→ **What you need to do**
(1) In the book review, what award did the Latin American Studies Association give Jean Franco in March 2000?
(2) Filter the records, keeping only the lines that contain the word "palace".

→ **Passage shown**
Critical Passions: Selected Essays. By Jean Franco. Edited and with an introduction by Mary Louise Pratt and Kathleen Newman. Durham: Duke University Press, 2000. Pp. vi, 536. Notes. Index. $69.95 cloth; $22.95 paper.

In March 2000, the Latin American Studies Association honored Jean Franco with the Kalman Silvert Award in recognition of her thirty-plus years as a ground-breaking scholar in Latin American literary and cultural studies. The concerns that the professor emerita of English and Comparative Literature at Columbia University raised in her first book, The Modern Culture of Latin America: Society and the Artist (1967), also flavor this collection of 32 essays, originally published between 1971 and 1997. The editors have grouped the articles into four categories: feminism and the critique of authoritarianism; mass and popular culture; Latin American literature: the boom and beyond; and Mexico. The boundaries are somewhat arbitrary, for Franco's interests in the relationship between society, artists, and art, both high and popular, necessarily overlap.

→ **Record list**

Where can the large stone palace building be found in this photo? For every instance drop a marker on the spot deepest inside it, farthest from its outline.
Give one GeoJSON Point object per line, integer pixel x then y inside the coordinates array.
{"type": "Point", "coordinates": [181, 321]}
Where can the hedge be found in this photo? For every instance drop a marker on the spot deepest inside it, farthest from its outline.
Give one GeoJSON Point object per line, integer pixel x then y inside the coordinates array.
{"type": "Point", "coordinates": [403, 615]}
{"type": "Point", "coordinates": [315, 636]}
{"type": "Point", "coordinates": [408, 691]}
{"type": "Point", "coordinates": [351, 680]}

==

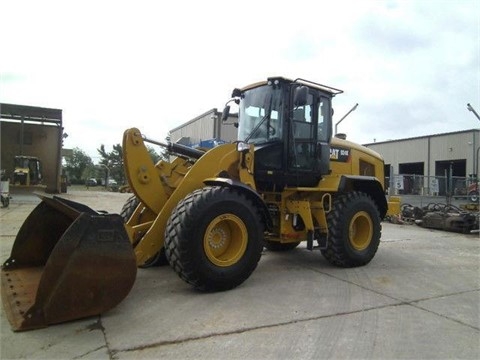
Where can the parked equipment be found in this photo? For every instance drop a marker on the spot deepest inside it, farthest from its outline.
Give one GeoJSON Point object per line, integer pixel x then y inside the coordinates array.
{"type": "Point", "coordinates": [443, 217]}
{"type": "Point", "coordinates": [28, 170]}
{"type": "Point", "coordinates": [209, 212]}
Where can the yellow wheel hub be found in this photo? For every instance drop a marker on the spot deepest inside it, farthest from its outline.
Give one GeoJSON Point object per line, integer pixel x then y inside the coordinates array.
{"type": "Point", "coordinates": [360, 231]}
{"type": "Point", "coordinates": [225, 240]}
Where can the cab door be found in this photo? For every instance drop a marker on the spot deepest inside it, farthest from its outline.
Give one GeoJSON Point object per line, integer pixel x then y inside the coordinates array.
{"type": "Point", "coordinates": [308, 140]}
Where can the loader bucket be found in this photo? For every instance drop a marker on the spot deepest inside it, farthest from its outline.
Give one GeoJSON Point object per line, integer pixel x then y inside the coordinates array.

→ **The results**
(1) The Kalman Silvert Award.

(2)
Where can the large stone palace building be found in this photo? For every instance drop a marker on the spot deepest inside it, farthest from its outline.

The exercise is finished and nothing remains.